# Exercise instructions
For each entry below, please return its exact wording and leave out any picture.

--------

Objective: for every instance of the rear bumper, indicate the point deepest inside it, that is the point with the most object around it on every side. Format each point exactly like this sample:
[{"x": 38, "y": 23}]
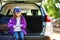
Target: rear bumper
[{"x": 37, "y": 38}]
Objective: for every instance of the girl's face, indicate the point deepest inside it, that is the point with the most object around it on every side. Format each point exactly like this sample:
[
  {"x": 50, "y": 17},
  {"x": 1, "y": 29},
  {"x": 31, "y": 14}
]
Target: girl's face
[{"x": 18, "y": 14}]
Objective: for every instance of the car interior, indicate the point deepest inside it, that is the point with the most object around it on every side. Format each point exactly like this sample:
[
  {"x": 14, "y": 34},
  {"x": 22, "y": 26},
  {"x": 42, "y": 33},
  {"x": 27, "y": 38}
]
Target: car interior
[{"x": 31, "y": 13}]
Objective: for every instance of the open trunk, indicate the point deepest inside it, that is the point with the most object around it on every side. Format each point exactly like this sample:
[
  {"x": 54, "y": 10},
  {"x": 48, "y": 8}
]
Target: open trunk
[{"x": 31, "y": 13}]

--------

# Answer for this exercise
Objective: for every instance of the rear bumper, indicate the point deepest inside it, that is the point with the most object around it on every side. Format each point exactly like this sample:
[{"x": 38, "y": 23}]
Target: rear bumper
[{"x": 37, "y": 38}]
Objective: for every instance of the girl's face, indicate the point deepest inside it, that is the point with the most object around it on every side. Format each point exactly like this sample:
[
  {"x": 50, "y": 17},
  {"x": 1, "y": 29},
  {"x": 31, "y": 14}
]
Target: girl's face
[{"x": 18, "y": 14}]
Objective: for every instance of the car interior, indicate the point deepest inside it, that is the point with the most object around it on every side. Format each point exactly like this sample:
[
  {"x": 14, "y": 34},
  {"x": 22, "y": 26},
  {"x": 42, "y": 33},
  {"x": 27, "y": 38}
]
Target: car interior
[{"x": 31, "y": 13}]
Objective: for every instance of the open trunk, indicate the point deepest inside it, that is the point with the most object around it on every side. Format each point exactly like this sample:
[
  {"x": 54, "y": 10},
  {"x": 48, "y": 8}
]
Target: open trunk
[{"x": 31, "y": 13}]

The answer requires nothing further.